____ Dataset records

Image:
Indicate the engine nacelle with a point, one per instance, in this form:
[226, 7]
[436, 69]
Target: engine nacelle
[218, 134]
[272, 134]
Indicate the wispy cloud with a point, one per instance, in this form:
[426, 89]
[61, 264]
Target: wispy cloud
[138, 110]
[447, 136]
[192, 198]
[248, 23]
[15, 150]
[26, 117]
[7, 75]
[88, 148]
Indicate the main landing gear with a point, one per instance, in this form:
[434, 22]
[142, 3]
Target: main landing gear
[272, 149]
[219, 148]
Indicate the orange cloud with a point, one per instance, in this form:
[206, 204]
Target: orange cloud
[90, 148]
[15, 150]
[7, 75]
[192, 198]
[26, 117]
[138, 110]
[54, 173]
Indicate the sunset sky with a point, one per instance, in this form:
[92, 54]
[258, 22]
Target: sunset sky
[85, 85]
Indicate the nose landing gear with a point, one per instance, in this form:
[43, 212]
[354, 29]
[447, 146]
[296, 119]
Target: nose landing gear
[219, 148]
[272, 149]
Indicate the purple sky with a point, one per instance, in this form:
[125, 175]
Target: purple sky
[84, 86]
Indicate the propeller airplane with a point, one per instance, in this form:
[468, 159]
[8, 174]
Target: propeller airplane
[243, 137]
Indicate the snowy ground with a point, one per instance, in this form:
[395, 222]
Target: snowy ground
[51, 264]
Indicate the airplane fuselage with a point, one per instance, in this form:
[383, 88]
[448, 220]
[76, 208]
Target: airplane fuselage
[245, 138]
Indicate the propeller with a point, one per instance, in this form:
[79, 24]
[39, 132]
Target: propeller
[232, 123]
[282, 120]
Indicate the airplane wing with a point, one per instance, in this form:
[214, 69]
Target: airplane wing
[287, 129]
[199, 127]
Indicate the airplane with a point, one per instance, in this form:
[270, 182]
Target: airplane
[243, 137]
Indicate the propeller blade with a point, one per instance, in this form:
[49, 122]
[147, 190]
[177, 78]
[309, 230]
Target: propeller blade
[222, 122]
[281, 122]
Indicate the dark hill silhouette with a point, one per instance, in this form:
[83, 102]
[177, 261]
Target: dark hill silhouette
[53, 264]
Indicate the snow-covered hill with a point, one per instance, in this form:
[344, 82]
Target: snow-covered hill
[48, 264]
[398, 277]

________

What is needed:
An exact copy of every entry is the expected result.

Answer box:
Image:
Indicate the engine nacelle with a point, one per instance, in this form:
[226, 7]
[436, 69]
Target: engine nacelle
[218, 134]
[272, 134]
Indicate the wispy cloud with a point, one per instance, in this form:
[426, 89]
[61, 264]
Target: wispy cloud
[138, 110]
[447, 136]
[192, 198]
[248, 23]
[15, 150]
[26, 117]
[7, 75]
[88, 148]
Indicate the main landing gear with a point, one per instance, in this form:
[434, 22]
[142, 3]
Target: main landing gear
[272, 149]
[219, 148]
Indicate the orange cloud with a point, one per instance, in this form:
[206, 204]
Target: orange cloud
[90, 148]
[15, 150]
[7, 75]
[192, 198]
[26, 117]
[138, 110]
[54, 173]
Indicate the sunset sky with a point, one per instance, in this form:
[92, 54]
[258, 22]
Target: sunset sky
[85, 85]
Indicate the nose landing gear with a point, one per instance, in this form:
[43, 212]
[354, 29]
[447, 146]
[296, 119]
Target: nose landing gear
[219, 148]
[272, 149]
Indicate the purple sky with a point, one per instance, in this form:
[125, 175]
Target: purple sky
[84, 86]
Indicate the propeller airplane with a point, one per instance, in this form:
[468, 159]
[8, 174]
Target: propeller airplane
[243, 137]
Indicate the snowy ground with a point, one per instance, in this form:
[395, 222]
Target: snowy ground
[51, 264]
Indicate the airplane fuselage with a point, one per instance, in this form:
[383, 88]
[448, 220]
[76, 208]
Target: airplane fuselage
[245, 138]
Indicate the propeller with a point, one per instance, in this form:
[79, 24]
[39, 132]
Target: propeller
[232, 123]
[282, 120]
Indicate the airplane wing with a point, one per instance, in this form:
[214, 69]
Target: airplane wing
[287, 129]
[199, 127]
Indicate the airplane with a point, one per instance, in this form:
[270, 182]
Target: airplane
[243, 137]
Indicate the propeller blade with a point, one per instance, in this form:
[49, 122]
[147, 190]
[177, 78]
[309, 230]
Target: propeller blade
[222, 122]
[281, 122]
Indicate the dark hill silhouette with a point, one per instance, in this form:
[83, 102]
[177, 261]
Target: dark hill silhouette
[53, 264]
Indicate the snow-covered hill with a point, one per instance, in this form:
[344, 82]
Target: snow-covered hill
[48, 264]
[398, 277]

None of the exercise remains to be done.